Extract provided:
Benchmarks
FreeGET /api/benchmarksThe /api/benchmarks endpoint returns benchmark scores for major AI models across SWE-bench (real software engineering tasks), MMLU-Pro (general reasoning), HumanEval (code generation), GPQA Diamond (graduate science), and MATH (competition math). Updated weekly as new scores publish.
When to use this endpoint
When your agent needs to compare model capability on a specific dimension. For per-benchmark leaderboard views see /benchmarks/[name]; for time-series of one model on one benchmark, use /api/premium/history/benchmarks/series.
Example response
{
"ok": true,
"lastUpdated": "2026-04-24",
"benchmarks": [
{ "id": "swe_bench", "name": "SWE-bench", "description": "Real GitHub issue resolution", "maxScore": 100 }
],
"models": [
{
"model": "Claude Opus 4.7",
"provider": "Anthropic",
"scores": { "swe_bench": 65.4, "mmlu_pro": 93.8, "human_eval": 96.2 }
}
]
}Code samples
Python SDK
from tensorfeed import TensorFeed
tf = TensorFeed()
b = tf.benchmarks()
# Sort models by SWE-bench desc
ranked = sorted(b["models"], key=lambda m: m["scores"].get("swe_bench", 0), reverse=True)TypeScript SDK
import { TensorFeed } from 'tensorfeed';
const tf = new TensorFeed();
const { models } = await tf.benchmarks();
const top = models
.filter(m => m.scores.swe_bench)
.sort((a, b) => b.scores.swe_bench - a.scores.swe_bench);FAQ
Where do the benchmark scores come from?
Published scores from each benchmark's official leaderboard plus, where applicable, vendor-published numbers verified against the test methodology. We do not run independent benchmark evaluations.
How current are the benchmark scores?
Updated weekly via the daily catalog cron. New model launches typically land within a few days of public score publication.

Tasks to carry out:
• a. List every benchmark that the benchmarks endpoint page says /api/benchmarks returns scores for.
• b. According to the benchmarks endpoint page, how often are the benchmark scores updated?
The records come from a separate source.

Listed entries:

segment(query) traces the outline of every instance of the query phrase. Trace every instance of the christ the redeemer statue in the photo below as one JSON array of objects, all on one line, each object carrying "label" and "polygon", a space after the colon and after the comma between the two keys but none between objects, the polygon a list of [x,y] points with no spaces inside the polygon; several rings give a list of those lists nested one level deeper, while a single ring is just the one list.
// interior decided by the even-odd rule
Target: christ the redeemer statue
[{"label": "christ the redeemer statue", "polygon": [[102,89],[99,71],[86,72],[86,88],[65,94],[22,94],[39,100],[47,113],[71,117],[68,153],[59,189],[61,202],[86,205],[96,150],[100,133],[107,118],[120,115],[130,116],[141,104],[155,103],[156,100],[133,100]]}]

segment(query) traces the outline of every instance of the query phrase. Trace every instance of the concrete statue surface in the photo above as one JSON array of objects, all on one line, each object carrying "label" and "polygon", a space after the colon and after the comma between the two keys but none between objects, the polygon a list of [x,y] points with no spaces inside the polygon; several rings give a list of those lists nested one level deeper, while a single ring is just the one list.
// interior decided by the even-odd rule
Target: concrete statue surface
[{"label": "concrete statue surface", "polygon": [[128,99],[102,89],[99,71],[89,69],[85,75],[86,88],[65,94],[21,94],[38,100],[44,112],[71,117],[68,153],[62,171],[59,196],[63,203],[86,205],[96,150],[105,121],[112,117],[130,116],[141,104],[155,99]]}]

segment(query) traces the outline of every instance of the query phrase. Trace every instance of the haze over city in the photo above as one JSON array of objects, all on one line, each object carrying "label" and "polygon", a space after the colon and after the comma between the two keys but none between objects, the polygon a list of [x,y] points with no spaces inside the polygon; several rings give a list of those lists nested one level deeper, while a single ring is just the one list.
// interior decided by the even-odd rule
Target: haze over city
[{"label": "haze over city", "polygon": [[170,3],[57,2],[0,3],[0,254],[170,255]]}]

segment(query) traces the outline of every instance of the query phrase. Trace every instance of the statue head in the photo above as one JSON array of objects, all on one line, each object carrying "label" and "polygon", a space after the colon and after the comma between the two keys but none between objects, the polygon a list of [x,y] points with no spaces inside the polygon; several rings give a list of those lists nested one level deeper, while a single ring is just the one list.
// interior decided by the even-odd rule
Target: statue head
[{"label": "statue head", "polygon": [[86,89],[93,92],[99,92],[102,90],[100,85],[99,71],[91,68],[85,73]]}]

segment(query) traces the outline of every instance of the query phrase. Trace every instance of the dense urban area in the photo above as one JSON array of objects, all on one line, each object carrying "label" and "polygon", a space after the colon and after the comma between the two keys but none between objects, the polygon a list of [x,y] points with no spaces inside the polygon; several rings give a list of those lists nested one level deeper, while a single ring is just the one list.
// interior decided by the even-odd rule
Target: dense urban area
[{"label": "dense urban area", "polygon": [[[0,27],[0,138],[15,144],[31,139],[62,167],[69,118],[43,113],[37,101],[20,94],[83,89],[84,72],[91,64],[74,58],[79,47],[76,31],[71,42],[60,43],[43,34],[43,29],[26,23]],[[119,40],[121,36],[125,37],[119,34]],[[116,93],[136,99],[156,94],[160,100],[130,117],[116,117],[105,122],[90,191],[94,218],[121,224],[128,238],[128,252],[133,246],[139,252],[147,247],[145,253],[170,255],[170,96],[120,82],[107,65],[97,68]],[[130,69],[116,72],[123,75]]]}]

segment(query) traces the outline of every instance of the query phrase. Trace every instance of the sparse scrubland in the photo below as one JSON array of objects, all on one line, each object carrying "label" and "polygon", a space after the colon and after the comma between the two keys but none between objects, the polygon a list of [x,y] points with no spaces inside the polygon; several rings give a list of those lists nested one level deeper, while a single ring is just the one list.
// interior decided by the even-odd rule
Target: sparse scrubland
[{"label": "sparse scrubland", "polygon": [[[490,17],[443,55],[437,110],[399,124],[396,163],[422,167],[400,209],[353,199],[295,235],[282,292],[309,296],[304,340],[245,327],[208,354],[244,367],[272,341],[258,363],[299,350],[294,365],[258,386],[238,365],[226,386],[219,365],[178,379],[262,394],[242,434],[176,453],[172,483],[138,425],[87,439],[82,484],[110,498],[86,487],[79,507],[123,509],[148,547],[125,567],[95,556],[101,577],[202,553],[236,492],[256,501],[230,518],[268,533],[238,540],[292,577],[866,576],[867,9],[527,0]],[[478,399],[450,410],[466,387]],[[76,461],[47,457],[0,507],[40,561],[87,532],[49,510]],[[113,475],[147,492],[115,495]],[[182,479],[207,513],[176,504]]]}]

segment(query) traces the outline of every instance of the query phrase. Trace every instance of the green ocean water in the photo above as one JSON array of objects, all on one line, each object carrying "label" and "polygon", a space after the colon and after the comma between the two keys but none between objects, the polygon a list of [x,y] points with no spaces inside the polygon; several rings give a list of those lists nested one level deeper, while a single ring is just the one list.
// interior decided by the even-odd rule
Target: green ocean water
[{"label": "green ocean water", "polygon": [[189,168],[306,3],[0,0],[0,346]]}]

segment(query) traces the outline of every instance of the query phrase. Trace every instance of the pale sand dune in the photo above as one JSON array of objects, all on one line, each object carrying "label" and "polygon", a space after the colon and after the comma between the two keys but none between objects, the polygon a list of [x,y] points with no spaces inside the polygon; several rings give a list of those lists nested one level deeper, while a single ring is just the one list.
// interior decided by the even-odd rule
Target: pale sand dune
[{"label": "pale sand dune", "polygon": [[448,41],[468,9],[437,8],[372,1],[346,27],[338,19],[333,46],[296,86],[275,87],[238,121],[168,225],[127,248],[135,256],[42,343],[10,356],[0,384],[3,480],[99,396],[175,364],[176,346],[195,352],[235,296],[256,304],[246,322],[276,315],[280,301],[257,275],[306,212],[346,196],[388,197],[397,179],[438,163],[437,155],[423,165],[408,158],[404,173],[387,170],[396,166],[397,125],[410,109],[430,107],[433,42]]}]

Answers to the exercises:
• a. SWE-bench, MMLU-Pro, HumanEval, GPQA Diamond, MATH

• b. Weekly, via the daily catalog cron.